» **Extracted information**
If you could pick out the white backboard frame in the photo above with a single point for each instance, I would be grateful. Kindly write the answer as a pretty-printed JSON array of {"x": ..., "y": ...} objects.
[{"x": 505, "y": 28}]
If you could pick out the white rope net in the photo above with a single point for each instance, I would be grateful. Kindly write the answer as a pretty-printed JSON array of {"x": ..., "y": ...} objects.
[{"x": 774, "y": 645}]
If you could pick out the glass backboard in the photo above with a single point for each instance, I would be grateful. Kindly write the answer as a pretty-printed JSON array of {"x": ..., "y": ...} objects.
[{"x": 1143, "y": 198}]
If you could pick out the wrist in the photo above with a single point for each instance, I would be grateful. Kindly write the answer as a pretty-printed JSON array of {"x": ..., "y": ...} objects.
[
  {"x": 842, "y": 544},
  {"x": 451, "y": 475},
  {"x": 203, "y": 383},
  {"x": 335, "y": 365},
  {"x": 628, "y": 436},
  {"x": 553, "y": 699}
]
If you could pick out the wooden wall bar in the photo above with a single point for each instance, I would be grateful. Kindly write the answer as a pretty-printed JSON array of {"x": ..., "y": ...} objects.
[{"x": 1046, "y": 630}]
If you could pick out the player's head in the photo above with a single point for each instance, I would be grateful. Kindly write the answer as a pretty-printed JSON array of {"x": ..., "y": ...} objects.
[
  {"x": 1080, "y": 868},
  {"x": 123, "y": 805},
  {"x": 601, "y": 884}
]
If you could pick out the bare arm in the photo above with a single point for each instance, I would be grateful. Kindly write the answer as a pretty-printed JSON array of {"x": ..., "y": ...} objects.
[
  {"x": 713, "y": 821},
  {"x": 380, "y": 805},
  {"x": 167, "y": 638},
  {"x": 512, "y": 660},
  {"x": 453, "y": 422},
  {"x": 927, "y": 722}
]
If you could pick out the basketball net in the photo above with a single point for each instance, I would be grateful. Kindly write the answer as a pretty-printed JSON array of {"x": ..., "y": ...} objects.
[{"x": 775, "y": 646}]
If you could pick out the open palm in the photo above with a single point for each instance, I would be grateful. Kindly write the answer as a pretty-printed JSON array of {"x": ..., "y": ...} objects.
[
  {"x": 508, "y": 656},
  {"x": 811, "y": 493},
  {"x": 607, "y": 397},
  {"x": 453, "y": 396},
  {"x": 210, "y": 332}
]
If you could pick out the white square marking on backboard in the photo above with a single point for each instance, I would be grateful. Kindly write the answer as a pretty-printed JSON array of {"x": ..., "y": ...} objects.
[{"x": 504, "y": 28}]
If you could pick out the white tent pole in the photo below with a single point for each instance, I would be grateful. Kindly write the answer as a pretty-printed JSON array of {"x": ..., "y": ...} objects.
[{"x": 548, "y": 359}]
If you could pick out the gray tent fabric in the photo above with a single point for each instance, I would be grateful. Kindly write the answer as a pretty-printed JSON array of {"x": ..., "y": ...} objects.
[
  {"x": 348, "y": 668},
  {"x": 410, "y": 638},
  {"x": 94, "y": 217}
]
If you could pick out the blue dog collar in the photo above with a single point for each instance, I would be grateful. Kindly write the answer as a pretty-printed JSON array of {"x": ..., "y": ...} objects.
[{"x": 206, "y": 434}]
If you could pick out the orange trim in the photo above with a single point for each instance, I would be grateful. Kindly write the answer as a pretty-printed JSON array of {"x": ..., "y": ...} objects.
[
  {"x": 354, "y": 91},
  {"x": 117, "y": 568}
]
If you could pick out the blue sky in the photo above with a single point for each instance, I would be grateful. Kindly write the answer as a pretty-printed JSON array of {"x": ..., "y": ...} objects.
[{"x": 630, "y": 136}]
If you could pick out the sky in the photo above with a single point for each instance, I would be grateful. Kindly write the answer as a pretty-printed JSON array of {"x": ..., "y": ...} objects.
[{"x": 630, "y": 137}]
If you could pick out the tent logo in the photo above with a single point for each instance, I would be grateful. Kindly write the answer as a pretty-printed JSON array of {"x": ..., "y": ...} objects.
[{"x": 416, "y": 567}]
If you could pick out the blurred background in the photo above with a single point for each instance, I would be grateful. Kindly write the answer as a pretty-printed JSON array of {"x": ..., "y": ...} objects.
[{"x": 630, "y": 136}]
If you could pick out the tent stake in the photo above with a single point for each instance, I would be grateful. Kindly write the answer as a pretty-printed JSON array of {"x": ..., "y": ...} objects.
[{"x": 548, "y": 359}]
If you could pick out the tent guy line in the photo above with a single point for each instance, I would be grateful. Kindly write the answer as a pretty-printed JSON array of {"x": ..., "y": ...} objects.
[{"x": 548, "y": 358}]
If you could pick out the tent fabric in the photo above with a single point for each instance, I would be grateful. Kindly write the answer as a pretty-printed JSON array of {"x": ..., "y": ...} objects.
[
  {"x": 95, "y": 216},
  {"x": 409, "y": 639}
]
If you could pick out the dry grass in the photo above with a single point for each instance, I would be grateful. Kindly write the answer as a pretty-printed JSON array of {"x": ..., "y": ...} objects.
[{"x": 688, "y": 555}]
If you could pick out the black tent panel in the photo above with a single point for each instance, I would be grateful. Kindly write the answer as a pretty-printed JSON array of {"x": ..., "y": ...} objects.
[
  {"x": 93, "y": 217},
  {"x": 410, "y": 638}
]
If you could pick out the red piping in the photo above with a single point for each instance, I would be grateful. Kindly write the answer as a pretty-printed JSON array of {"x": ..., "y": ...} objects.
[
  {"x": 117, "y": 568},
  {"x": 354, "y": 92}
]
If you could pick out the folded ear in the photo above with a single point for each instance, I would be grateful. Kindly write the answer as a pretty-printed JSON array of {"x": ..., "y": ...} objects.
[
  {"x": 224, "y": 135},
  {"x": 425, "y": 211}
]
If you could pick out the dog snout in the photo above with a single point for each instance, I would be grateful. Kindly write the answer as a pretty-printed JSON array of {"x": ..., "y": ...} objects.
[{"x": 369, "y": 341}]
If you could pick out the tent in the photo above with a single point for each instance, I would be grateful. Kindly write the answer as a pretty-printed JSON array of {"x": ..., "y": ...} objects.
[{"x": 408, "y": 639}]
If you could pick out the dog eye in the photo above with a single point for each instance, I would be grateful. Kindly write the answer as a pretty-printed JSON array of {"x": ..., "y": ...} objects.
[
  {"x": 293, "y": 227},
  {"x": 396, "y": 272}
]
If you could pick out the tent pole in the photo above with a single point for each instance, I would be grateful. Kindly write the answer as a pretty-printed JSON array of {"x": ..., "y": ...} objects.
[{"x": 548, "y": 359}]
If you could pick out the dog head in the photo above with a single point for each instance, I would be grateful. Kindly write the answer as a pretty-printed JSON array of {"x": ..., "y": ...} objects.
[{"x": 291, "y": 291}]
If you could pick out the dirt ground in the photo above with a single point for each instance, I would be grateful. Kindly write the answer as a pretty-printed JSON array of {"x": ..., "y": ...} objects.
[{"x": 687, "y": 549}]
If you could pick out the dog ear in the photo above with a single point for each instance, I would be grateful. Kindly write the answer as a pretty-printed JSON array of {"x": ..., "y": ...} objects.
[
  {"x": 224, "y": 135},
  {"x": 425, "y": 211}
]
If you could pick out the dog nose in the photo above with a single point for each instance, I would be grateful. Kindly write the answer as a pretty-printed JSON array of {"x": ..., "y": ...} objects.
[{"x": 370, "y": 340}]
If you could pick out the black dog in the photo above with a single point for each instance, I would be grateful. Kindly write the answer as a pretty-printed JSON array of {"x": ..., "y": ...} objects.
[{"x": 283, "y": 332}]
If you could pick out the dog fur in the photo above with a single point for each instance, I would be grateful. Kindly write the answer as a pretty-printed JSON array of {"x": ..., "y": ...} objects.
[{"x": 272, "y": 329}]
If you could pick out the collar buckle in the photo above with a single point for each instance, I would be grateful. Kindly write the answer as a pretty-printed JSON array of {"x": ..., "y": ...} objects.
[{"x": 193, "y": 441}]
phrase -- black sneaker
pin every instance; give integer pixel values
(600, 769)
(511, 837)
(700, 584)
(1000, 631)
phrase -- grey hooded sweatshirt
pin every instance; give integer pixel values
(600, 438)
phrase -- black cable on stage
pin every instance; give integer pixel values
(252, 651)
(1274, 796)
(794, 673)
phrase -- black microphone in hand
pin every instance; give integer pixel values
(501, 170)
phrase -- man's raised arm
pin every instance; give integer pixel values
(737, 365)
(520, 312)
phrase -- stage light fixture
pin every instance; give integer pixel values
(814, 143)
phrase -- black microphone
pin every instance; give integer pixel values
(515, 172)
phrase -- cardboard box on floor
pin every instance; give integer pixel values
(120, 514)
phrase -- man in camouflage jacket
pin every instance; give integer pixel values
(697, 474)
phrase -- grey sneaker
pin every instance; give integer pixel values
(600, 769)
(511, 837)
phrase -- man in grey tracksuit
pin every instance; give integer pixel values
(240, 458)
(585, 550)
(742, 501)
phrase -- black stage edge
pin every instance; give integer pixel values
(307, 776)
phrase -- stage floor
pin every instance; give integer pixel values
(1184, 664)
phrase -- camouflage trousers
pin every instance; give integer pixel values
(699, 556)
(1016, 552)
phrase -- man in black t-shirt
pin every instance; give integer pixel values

» **Exercise goal**
Rewrite the material starting at the line that contains "phrase -- cardboard box on floor" and ending at the last line of the material, replacing "stage" with "platform" and leaving everything else unchanged.

» **Response to the exercise**
phrase -- cardboard box on floor
pin every instance; give integer pixel values
(120, 514)
phrase -- man in camouflage jacket
pin every instance; give integer pixel values
(697, 474)
phrase -- grey sneaker
pin every instance; give integer pixel values
(600, 769)
(511, 837)
phrase -- man in grey tracksuit
pin every instance; give integer pixel values
(240, 458)
(585, 550)
(742, 501)
phrase -- black platform edge
pin every instance; give integer pixel values
(307, 776)
phrase -- platform floor
pin every instance; give integer pixel values
(1184, 664)
phrase -- camouflage trousers
pin every instance; give integer pixel values
(699, 556)
(1016, 552)
phrase -- man in black t-shirt
pin every instance; give integer pixel values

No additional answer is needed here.